▶ Work instructions
Continue the forum post about normal approximations to the posterior distribution, picking up after its final sentence.

▶ Document passage
[START]

[Math] Normal approximations to the posterior distribution

approximationbayesiannormal distribution

I'm reading about Bayesian Data Analysis by Gelman et al. and I'm a little bit confused about how the author approximates posterior density by normal approximation. He first makes the Taylor series expansion for the logarithm of the posterior distribution under consideration:

$$\log \,p(\theta \,|\, y) = \log \,p(\hat{\theta} \,|\, y)+
\frac12(\theta-\hat{\theta})^2\left[\frac{d^2}{d\theta^2} \log
\,p(\theta \,|\, y)\right]_{\theta=\hat{\theta}}+\cdots\;\;\;\;\;\;\;(1)$$

Then he states that

Linear term in $(1)$ is zero because the log-posterior density has zero derivative at its mode. Considering $(1)$ as a function of $\theta$, the first
term is a constant, whereas the second term is proportional to the
logarithm of a normal density, yielding the approximation,

$$p(\theta \,|\, y) \approx N\left(\hat{\theta},
\left[I(\hat{\theta})\right]^{-1}\right),$$

where $$I(\theta)=-\frac{d^2}{d\theta^2}\,\log \,p(\theta \,|\, y)$$

is the observed information.

[END]

▶ Supplied data

[START]

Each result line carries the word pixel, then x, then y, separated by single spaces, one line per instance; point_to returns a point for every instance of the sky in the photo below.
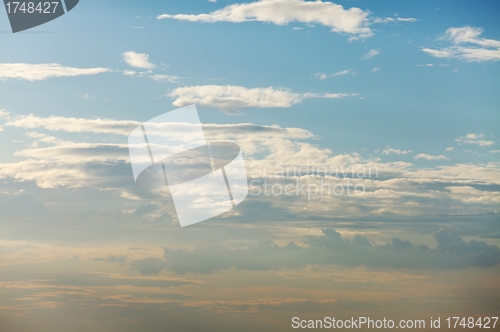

[END]

▶ Answer
This escaped me a little, so I tried to break this down more:

$$p(\theta \,|\, y) \approx N\left(\hat{\theta},
\left[I(\hat{\theta})\right]^{-1}\right)=\frac{1}{\sqrt{2\pi/I(\hat{\theta})}}\,\exp\left( -\frac12(\theta-\hat{\theta})^2I(\hat{\theta})\right)$$

$$\log \,p(\theta\,|\,y)\approx \frac12\log\left(\frac{I(\hat{\theta})}{2\pi}\right)-\frac12(\theta-\hat{\theta})^2I(\hat{\theta})$$

$$= \frac12\left[\log\left(-\frac{d^2}{d\theta^2}\,\log \,p(\hat{\theta} \,|\, y)\right)-\log2\pi\right]+\frac12(\theta-\hat{\theta})^2\frac{d^2}{d\theta^2}\,\log \,p(\hat{\theta} \,|\, y)\;\;\;\;\;\;(2)$$

So this result that I got isn't quite the same as in $(1)$? Did I do something wrong in the math or what is my malfunction here now x)

Thank you for your help! Please let me know if my question is unclear.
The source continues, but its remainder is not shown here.